Stored items:
────────────────────

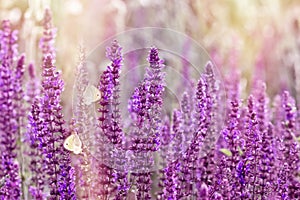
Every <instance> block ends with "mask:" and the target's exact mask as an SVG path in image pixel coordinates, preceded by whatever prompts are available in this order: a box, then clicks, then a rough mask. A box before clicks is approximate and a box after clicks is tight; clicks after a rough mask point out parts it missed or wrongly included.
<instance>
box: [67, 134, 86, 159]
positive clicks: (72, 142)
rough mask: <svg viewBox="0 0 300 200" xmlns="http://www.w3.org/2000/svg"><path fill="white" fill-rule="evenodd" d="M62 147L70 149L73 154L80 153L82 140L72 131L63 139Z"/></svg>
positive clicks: (81, 143) (69, 149) (77, 153)
mask: <svg viewBox="0 0 300 200" xmlns="http://www.w3.org/2000/svg"><path fill="white" fill-rule="evenodd" d="M64 148H65V149H67V150H69V151H72V152H73V153H74V154H80V153H81V151H82V142H81V140H80V138H79V136H78V135H77V133H72V135H70V136H69V137H67V138H66V139H65V141H64Z"/></svg>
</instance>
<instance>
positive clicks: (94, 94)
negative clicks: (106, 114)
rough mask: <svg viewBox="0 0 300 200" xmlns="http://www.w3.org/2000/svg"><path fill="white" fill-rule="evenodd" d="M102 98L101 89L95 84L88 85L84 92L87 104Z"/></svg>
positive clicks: (83, 96) (98, 99) (92, 102)
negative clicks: (101, 96) (99, 88)
mask: <svg viewBox="0 0 300 200" xmlns="http://www.w3.org/2000/svg"><path fill="white" fill-rule="evenodd" d="M100 98H101V93H100V91H99V90H98V89H97V88H96V87H95V86H93V85H88V86H87V87H86V89H85V91H84V93H83V103H84V104H85V105H87V106H88V105H91V104H92V103H94V102H96V101H99V100H100Z"/></svg>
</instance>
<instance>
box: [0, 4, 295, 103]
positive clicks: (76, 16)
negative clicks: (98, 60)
mask: <svg viewBox="0 0 300 200" xmlns="http://www.w3.org/2000/svg"><path fill="white" fill-rule="evenodd" d="M46 7H50V8H51V10H52V13H53V23H54V25H55V26H56V27H57V40H56V49H57V63H56V65H57V67H58V68H59V69H60V70H62V71H63V78H64V80H65V82H66V89H65V90H66V92H64V97H63V98H64V99H65V101H67V99H66V98H67V97H68V95H69V92H68V91H71V90H72V87H73V82H74V74H75V72H74V70H75V69H76V65H77V63H78V55H79V53H78V52H79V44H84V47H85V49H86V51H87V54H88V53H89V52H90V51H92V50H93V48H95V47H96V46H97V45H98V44H99V43H101V42H102V41H104V40H105V39H107V38H109V37H111V36H114V35H115V34H117V33H120V32H122V31H126V30H131V29H133V28H141V27H163V28H169V29H172V30H175V31H178V32H181V33H184V34H186V35H188V36H189V37H191V38H192V39H194V40H195V41H197V42H198V43H199V44H200V45H202V46H203V47H204V48H205V49H206V51H207V52H208V54H209V55H210V57H211V59H212V60H213V61H214V62H215V64H216V65H217V67H218V68H219V70H220V71H221V74H222V75H223V76H228V75H229V76H230V74H231V73H232V70H238V71H240V73H241V76H242V83H243V87H244V93H245V94H246V93H249V91H250V88H251V84H252V82H253V80H255V79H262V80H264V81H266V83H267V87H268V90H267V91H268V93H269V95H271V96H274V95H275V93H277V92H280V91H281V90H283V89H289V90H290V91H291V92H292V94H293V95H294V96H295V97H296V98H297V101H298V103H299V102H300V0H64V1H61V0H52V1H51V0H0V19H1V20H3V19H10V20H11V21H12V23H13V25H14V27H16V28H17V29H19V30H20V52H23V51H25V52H26V54H27V62H35V63H36V65H37V66H39V65H40V60H41V59H40V52H39V51H38V46H39V38H40V37H41V34H42V23H41V21H42V17H43V13H44V9H45V8H46ZM102 67H103V69H104V67H106V66H105V65H103V66H102ZM103 69H102V70H103Z"/></svg>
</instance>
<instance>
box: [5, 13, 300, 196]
mask: <svg viewBox="0 0 300 200" xmlns="http://www.w3.org/2000/svg"><path fill="white" fill-rule="evenodd" d="M51 21H52V17H51V12H50V10H49V9H47V10H46V12H45V16H44V23H43V26H44V32H43V37H42V39H41V42H40V47H41V53H42V62H41V63H42V65H41V70H42V74H41V77H39V75H37V74H36V73H35V67H37V65H34V64H32V63H31V64H29V66H28V68H25V63H26V61H25V55H19V53H18V50H17V32H16V31H13V30H12V28H11V25H10V23H9V21H3V22H2V27H1V30H0V112H1V115H0V150H1V156H0V161H1V163H0V199H61V200H63V199H68V200H69V199H71V200H72V199H117V200H125V199H168V200H175V199H217V200H221V199H224V200H225V199H262V200H263V199H299V198H300V180H299V174H300V172H299V170H300V155H299V153H300V152H299V151H300V149H299V141H300V132H299V131H300V120H299V119H300V115H299V113H300V112H299V108H297V105H296V101H295V99H294V96H293V95H292V93H289V92H288V91H281V93H280V94H279V95H278V96H276V97H275V98H274V100H272V98H270V97H269V96H268V94H267V86H266V84H265V83H263V82H261V81H259V80H256V79H255V80H254V81H253V87H252V90H251V91H250V95H249V96H248V97H246V99H242V97H241V91H240V85H241V83H240V80H241V77H240V74H239V73H238V72H237V71H235V70H233V73H232V74H231V76H230V77H228V78H226V79H225V82H224V83H222V82H221V79H220V78H219V77H218V76H217V74H216V67H215V66H214V64H213V63H212V62H211V61H209V62H207V64H206V65H205V70H204V72H203V73H202V74H201V75H200V77H198V82H197V84H195V85H194V84H191V86H188V84H187V80H188V79H191V77H190V76H189V72H188V71H189V69H188V65H187V62H186V61H184V62H183V69H184V70H185V71H184V78H185V83H184V84H182V85H180V86H179V88H180V89H179V90H180V92H181V95H180V96H179V101H178V102H179V105H178V106H177V107H172V108H167V109H166V110H164V105H165V104H168V103H169V102H167V101H166V99H167V98H166V99H165V98H164V97H165V96H166V95H167V94H166V93H165V90H166V87H167V84H166V80H165V78H166V74H165V72H164V70H165V69H168V67H166V66H165V64H164V60H163V59H161V55H160V52H159V49H158V48H156V47H151V48H149V52H148V53H149V55H148V59H147V62H148V67H146V70H145V75H144V77H143V79H142V80H141V81H140V82H139V83H137V81H134V84H136V87H135V88H134V89H133V90H132V94H130V98H129V102H128V113H129V117H128V119H126V120H124V117H121V116H122V115H121V114H122V113H121V110H122V108H121V105H122V104H121V103H122V101H123V99H124V98H122V97H121V96H122V92H123V91H121V89H122V88H123V87H122V81H121V75H122V66H123V65H124V64H123V60H124V59H125V58H124V56H123V49H122V47H121V45H120V44H119V43H118V41H117V40H113V41H112V43H111V45H110V46H109V47H108V48H107V49H106V57H107V59H109V62H110V63H109V65H108V66H107V67H106V69H105V70H104V71H103V72H102V73H101V74H100V76H99V80H98V86H97V87H95V86H93V83H92V81H90V80H89V78H88V75H89V74H88V67H87V62H86V55H85V51H84V49H83V48H81V49H80V56H79V57H80V59H79V64H78V67H77V71H76V80H75V84H74V91H75V94H74V96H73V107H72V109H73V115H72V116H70V119H71V121H70V123H69V124H66V123H65V120H66V119H65V117H64V116H63V109H64V107H63V105H64V104H62V103H61V95H62V92H63V89H64V81H63V80H62V78H61V73H60V72H59V71H58V70H57V68H56V66H55V59H56V51H55V48H54V39H55V29H54V27H53V25H52V22H51ZM185 49H188V48H185ZM186 51H188V50H186ZM185 53H187V52H185ZM129 59H134V61H131V62H130V63H136V62H137V59H136V58H134V57H133V56H132V55H131V57H129ZM125 60H126V59H125ZM145 60H146V59H145ZM26 69H28V75H29V76H28V77H29V80H27V82H26V79H25V78H26V76H24V74H25V75H26V73H25V72H26ZM37 71H39V70H37ZM134 78H135V79H136V77H134ZM191 82H194V81H192V80H191ZM221 83H222V84H221ZM187 87H188V88H187ZM127 88H128V87H127ZM223 88H224V90H225V91H223ZM125 92H126V91H125ZM98 101H99V102H98ZM126 101H127V99H126ZM66 103H68V102H66ZM271 103H273V104H271ZM271 105H272V106H271ZM169 107H170V106H169ZM95 108H96V109H97V111H98V112H94V109H95ZM164 111H166V112H164ZM125 121H126V122H125ZM128 122H129V123H128ZM26 127H27V129H26ZM25 130H26V131H25ZM74 138H75V139H74ZM24 141H25V142H24ZM75 148H77V150H78V149H79V150H80V151H75V150H74V149H75ZM24 160H26V161H24ZM27 174H30V175H27Z"/></svg>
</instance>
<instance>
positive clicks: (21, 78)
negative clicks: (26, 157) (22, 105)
mask: <svg viewBox="0 0 300 200" xmlns="http://www.w3.org/2000/svg"><path fill="white" fill-rule="evenodd" d="M16 33H17V32H16V31H12V30H11V27H10V22H9V21H7V20H6V21H3V22H2V30H1V38H0V39H1V40H0V86H1V87H0V105H1V106H0V113H1V115H0V149H1V156H0V161H1V163H0V164H1V165H0V170H1V171H0V179H1V180H3V184H2V186H1V188H0V199H19V198H21V178H20V175H19V163H18V162H17V152H16V150H17V149H18V147H17V140H18V139H19V137H20V133H21V130H22V129H21V128H22V127H21V126H22V124H21V123H20V122H21V117H22V116H23V115H22V114H23V113H24V112H23V111H22V106H21V105H22V99H23V90H22V82H23V74H24V56H21V58H20V59H19V60H18V62H17V65H16V66H15V63H14V60H15V59H16V57H17V44H16V41H17V35H16Z"/></svg>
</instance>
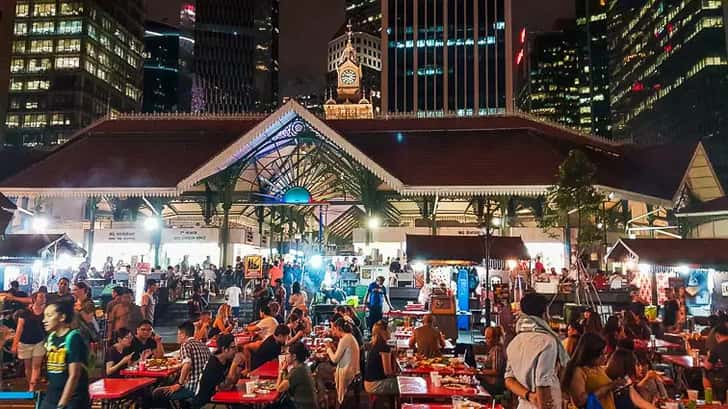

────────────────────

**ABOUT THIS EXERCISE**. Say again, word for word, every line from the one with "positive clicks: (21, 78)" through the last line of the data above, minus the pictures.

**WRITTEN SOLUTION**.
positive clicks: (21, 78)
negative clicks: (26, 157) (22, 105)
mask: <svg viewBox="0 0 300 200" xmlns="http://www.w3.org/2000/svg"><path fill="white" fill-rule="evenodd" d="M16 33H17V32H16V31H12V30H11V27H10V22H9V21H7V20H6V21H3V22H2V30H1V38H0V39H1V40H0V86H1V87H0V105H1V106H0V113H1V115H0V149H1V156H0V161H1V163H0V164H1V165H0V170H1V171H0V179H1V180H3V184H2V186H1V188H0V199H19V198H21V178H20V175H19V163H18V162H17V152H16V150H17V149H18V147H17V140H18V139H19V137H20V133H21V130H22V129H21V128H22V127H21V126H22V124H21V123H20V122H21V117H22V116H23V115H22V114H23V113H24V112H23V111H22V106H21V105H22V99H23V90H22V82H23V74H24V56H21V58H20V59H19V60H18V62H17V65H16V66H15V63H14V60H15V59H16V57H17V44H16V41H17V35H16Z"/></svg>
</instance>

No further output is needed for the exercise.